Exercise brief - Copy the records below exactly as they are, everything from the line that contains "point: white house" down to the line that contains "point: stone archway", both of those lines included.
====== Dataset records
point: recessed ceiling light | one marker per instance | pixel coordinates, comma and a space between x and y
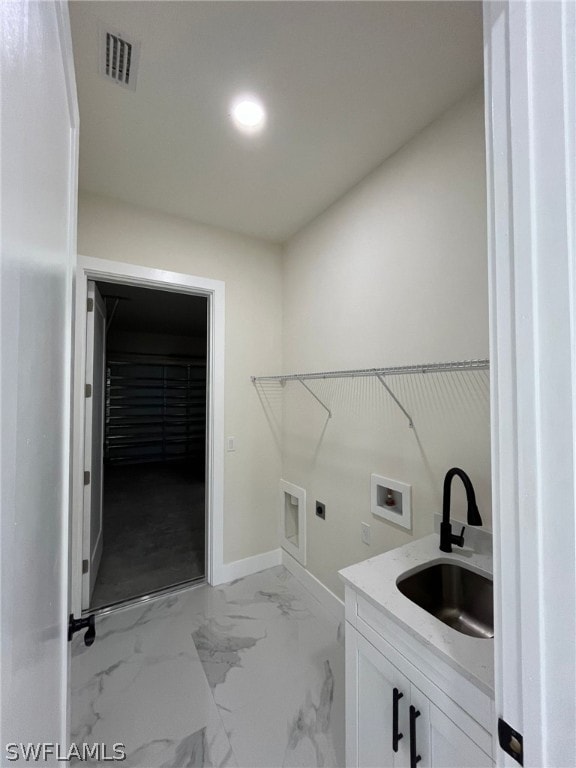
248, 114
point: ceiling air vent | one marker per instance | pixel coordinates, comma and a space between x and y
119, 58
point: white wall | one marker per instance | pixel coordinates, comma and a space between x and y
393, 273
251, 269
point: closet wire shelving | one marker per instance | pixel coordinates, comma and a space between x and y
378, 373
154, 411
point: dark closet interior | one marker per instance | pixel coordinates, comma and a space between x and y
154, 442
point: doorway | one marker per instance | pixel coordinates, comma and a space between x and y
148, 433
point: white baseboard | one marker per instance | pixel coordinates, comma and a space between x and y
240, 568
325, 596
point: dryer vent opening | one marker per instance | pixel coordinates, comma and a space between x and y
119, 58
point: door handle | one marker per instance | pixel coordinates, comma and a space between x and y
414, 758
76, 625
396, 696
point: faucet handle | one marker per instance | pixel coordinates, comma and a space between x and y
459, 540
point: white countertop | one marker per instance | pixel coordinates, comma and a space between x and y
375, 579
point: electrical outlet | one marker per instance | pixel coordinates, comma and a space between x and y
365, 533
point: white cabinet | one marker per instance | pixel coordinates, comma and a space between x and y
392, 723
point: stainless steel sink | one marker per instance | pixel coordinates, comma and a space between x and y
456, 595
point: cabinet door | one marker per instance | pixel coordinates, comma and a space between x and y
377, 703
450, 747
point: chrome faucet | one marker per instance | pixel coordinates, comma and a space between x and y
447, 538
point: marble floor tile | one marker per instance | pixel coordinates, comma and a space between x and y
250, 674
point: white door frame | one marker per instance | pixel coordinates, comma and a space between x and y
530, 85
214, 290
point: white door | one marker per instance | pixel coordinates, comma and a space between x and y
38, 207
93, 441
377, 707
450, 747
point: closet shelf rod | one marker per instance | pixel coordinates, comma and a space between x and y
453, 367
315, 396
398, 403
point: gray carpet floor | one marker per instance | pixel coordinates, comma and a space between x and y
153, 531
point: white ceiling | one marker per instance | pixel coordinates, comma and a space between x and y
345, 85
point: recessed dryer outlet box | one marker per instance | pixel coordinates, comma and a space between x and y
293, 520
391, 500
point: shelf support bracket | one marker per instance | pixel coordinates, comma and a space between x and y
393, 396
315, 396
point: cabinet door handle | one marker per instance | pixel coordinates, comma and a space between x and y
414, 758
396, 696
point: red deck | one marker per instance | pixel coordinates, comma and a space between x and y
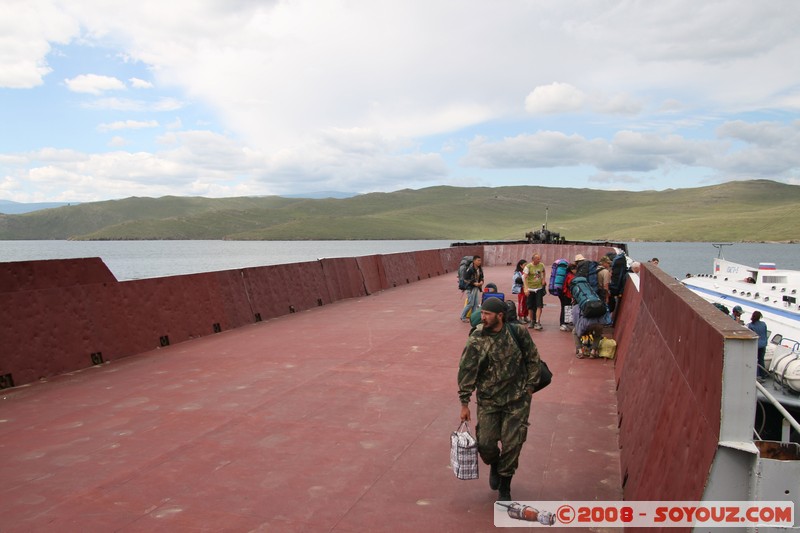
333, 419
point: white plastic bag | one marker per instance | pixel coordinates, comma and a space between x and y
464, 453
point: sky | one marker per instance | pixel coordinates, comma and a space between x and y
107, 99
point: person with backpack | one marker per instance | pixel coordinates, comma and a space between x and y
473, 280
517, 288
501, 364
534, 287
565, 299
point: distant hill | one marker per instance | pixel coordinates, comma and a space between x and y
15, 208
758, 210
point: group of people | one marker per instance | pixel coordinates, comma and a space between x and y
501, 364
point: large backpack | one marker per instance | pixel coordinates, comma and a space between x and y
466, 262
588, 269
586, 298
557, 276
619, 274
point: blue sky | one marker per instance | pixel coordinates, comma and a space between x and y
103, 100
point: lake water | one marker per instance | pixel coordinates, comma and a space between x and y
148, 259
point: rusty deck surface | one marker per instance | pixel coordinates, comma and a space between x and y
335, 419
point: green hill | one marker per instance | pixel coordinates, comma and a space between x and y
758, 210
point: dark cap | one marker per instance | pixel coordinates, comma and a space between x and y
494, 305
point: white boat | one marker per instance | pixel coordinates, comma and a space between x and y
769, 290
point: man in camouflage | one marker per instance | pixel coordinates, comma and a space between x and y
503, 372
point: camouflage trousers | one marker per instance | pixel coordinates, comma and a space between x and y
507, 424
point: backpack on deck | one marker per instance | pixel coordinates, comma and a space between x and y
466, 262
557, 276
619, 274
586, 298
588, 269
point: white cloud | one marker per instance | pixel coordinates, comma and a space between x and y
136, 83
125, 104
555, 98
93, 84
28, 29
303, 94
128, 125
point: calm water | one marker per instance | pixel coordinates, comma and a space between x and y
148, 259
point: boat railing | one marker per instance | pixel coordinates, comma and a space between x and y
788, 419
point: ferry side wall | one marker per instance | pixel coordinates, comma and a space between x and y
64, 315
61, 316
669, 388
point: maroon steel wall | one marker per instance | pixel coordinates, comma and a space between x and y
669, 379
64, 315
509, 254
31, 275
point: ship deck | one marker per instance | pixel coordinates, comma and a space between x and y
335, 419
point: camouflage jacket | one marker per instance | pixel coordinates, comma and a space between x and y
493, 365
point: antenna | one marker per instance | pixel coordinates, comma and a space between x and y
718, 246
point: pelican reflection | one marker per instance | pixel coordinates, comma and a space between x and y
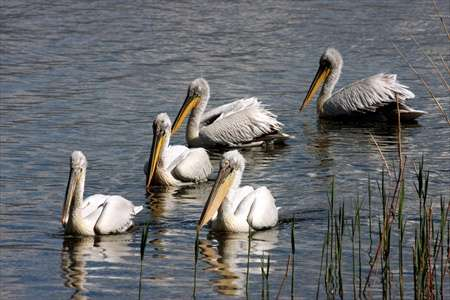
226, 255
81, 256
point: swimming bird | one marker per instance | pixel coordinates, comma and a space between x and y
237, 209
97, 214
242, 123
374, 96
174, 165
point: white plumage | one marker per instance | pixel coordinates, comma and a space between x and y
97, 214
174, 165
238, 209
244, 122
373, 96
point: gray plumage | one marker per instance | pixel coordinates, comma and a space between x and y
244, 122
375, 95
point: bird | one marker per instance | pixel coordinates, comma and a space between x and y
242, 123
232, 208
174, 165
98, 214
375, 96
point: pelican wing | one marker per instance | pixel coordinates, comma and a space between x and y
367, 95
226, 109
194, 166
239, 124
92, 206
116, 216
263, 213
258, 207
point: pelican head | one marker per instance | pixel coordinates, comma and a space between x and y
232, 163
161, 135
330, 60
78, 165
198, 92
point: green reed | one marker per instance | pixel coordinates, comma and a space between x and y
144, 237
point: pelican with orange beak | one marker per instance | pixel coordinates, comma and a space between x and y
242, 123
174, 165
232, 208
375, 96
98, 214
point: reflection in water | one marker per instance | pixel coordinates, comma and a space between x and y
============
====== Dataset records
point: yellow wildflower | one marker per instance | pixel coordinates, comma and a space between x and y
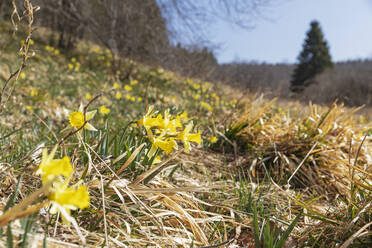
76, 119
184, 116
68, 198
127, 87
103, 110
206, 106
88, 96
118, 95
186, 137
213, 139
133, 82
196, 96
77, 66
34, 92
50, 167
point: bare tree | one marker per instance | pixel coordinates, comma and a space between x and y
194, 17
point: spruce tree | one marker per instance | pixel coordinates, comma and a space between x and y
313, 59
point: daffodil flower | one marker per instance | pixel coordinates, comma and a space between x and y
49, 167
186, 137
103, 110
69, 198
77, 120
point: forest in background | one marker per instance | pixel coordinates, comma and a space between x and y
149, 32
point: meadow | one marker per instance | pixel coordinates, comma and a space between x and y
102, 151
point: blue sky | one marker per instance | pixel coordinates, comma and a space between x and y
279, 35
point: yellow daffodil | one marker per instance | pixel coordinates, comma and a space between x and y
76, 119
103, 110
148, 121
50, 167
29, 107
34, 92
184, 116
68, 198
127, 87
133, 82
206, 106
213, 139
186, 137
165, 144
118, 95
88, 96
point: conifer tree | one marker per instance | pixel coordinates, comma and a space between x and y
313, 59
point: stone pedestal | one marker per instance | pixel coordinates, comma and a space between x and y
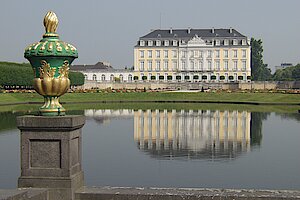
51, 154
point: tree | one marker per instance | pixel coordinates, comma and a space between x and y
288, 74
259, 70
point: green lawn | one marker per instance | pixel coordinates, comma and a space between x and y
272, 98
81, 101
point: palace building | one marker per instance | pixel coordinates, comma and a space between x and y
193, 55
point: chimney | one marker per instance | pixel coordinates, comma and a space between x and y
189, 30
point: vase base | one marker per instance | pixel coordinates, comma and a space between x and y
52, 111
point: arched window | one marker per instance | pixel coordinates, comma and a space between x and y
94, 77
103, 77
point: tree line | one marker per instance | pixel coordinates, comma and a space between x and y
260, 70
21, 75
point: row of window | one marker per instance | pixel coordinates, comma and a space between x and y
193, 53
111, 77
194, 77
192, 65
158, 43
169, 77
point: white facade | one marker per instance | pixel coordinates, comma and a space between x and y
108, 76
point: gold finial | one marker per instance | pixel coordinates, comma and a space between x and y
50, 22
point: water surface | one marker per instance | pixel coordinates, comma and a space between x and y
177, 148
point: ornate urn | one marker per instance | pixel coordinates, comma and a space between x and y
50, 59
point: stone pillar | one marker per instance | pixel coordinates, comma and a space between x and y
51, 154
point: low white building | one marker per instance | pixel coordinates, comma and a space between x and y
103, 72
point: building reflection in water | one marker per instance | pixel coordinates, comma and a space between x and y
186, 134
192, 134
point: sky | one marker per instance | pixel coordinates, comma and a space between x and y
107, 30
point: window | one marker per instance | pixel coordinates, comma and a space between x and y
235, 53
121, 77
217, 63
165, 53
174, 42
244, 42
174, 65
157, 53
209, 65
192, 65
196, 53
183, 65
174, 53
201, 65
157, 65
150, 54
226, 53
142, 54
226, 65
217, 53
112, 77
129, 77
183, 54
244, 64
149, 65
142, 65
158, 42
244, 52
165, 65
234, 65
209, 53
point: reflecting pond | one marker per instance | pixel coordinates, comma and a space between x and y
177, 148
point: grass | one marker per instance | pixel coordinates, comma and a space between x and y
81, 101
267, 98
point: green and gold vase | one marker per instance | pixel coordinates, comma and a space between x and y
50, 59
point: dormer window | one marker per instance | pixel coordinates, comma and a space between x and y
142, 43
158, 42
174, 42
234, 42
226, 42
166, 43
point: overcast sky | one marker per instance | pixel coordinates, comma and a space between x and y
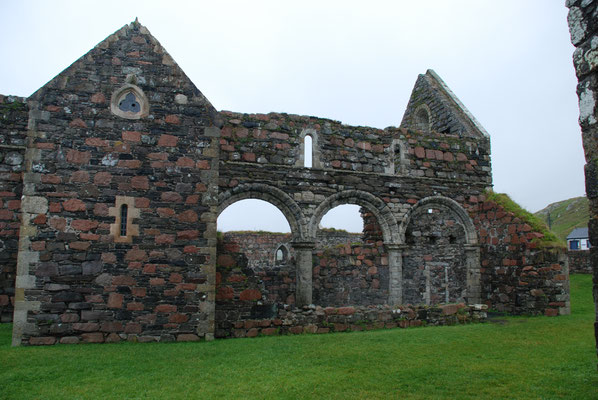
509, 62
============
====== Dataset records
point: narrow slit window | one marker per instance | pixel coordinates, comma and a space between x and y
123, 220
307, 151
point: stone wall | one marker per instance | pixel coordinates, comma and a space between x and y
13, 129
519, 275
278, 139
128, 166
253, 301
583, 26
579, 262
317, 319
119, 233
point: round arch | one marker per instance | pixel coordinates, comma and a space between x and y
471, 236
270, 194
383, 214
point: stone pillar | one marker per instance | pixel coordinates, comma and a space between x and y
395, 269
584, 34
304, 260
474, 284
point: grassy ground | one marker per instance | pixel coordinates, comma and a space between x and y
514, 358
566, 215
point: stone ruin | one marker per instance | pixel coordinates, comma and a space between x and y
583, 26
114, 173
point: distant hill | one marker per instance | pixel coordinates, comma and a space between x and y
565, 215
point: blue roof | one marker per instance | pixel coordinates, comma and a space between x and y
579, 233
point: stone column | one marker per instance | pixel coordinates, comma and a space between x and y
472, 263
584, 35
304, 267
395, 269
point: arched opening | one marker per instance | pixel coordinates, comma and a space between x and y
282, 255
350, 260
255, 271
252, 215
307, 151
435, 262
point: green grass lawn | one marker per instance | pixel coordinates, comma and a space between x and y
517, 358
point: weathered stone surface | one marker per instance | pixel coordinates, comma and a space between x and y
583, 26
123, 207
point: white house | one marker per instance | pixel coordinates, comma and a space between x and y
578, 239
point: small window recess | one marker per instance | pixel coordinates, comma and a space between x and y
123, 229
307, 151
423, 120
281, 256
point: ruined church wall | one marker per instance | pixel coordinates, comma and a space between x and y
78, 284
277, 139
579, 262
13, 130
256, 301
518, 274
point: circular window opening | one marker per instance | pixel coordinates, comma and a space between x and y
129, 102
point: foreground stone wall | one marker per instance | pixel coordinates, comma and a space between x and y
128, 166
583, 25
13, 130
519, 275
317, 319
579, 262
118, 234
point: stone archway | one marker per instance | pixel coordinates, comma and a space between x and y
============
The reply -
point: white house | one marker per instance | pixel coordinates, comma and a space between x and y
578, 239
point: small window recess | one marker per instance | pixel coordinates, comma and a space between x and y
123, 229
307, 151
423, 120
281, 256
point: ruined church wall | one marker per instance | pixel coordinates, comma and a space between x and y
78, 284
277, 139
579, 262
13, 130
256, 301
518, 274
point: circular window opening | one marker per instance | pixel coordinates, comma and a space between x and y
129, 102
point: foreground stone wall | one marker per instance | pixel coordinates, comma and a space between x and y
128, 166
583, 25
13, 130
519, 275
317, 319
579, 262
118, 234
point: stone archway | one marker per instance | pixel coordinates, comma and a space between x and y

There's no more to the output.